• _WORK INSTRUCTIONS_
Pick out every line in the rows below that contains the string "wooden" and copy each one.

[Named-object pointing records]
____________________
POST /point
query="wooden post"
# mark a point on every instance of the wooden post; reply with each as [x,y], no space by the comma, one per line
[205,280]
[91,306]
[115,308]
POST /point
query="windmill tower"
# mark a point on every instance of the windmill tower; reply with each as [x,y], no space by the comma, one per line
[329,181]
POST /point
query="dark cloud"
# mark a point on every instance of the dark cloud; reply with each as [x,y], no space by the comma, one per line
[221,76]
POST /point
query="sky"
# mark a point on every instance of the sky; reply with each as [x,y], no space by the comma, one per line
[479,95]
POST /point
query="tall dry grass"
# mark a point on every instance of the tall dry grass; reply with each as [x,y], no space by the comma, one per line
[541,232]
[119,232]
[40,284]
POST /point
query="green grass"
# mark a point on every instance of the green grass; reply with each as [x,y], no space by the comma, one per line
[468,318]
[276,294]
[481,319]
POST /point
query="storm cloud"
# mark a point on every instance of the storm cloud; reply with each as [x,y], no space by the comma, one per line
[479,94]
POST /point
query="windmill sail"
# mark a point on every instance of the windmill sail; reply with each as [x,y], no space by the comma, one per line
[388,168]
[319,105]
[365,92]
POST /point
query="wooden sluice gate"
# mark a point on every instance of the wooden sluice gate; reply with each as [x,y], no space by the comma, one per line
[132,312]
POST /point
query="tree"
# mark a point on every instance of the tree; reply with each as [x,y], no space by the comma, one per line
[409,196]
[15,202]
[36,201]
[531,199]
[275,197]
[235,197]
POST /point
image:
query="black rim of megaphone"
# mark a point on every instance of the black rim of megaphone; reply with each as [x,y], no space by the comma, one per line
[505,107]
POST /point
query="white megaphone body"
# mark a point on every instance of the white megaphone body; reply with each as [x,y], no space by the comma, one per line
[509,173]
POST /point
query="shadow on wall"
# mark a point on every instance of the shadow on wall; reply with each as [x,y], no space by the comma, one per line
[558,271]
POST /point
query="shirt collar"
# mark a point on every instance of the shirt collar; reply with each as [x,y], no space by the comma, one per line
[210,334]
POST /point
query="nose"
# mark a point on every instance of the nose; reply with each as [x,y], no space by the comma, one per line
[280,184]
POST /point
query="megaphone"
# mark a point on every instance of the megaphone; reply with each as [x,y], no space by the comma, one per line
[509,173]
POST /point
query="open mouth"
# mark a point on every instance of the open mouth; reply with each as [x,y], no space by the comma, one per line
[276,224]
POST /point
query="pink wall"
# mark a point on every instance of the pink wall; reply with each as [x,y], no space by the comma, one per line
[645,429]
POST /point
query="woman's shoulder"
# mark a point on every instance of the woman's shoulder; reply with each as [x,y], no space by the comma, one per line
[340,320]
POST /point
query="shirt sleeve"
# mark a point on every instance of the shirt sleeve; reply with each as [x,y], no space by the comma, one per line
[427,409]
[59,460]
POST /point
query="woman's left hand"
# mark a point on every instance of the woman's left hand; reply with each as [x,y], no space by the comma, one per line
____________________
• _RESPONSE FOR THIS EXERCISE_
query="wooden post"
# mark a point on every instance of the wooden post; reply with each as [x,y], no space by the comma, one per line
query="wooden sluice gate"
# mark a point on every instance of the wooden sluice gate; reply with each as [x,y], no space by the comma, one per line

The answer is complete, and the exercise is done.